Rows from a collection:
——

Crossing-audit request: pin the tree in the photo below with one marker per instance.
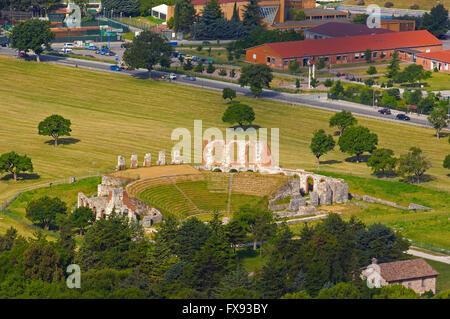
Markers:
(382, 161)
(127, 7)
(356, 140)
(55, 126)
(82, 217)
(252, 18)
(368, 56)
(436, 22)
(256, 76)
(235, 17)
(228, 93)
(371, 70)
(438, 118)
(239, 113)
(343, 119)
(184, 14)
(321, 144)
(394, 65)
(44, 210)
(147, 50)
(14, 163)
(32, 35)
(447, 162)
(413, 164)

——

Write out every line of the rows above as a numbered list, skipping any blank lines and leaving out the pictures.

◆ FULL RESPONSE
1. Crossing-audit request: pin the tree in the photo below with one marker per instance.
2. Markers:
3. (382, 161)
4. (127, 7)
5. (356, 140)
6. (55, 126)
7. (82, 217)
8. (252, 18)
9. (368, 56)
10. (436, 22)
11. (256, 76)
12. (235, 17)
13. (228, 93)
14. (371, 70)
15. (438, 118)
16. (239, 113)
17. (343, 119)
18. (184, 14)
19. (321, 144)
20. (394, 65)
21. (44, 210)
22. (147, 50)
23. (14, 163)
24. (32, 35)
25. (447, 162)
26. (413, 164)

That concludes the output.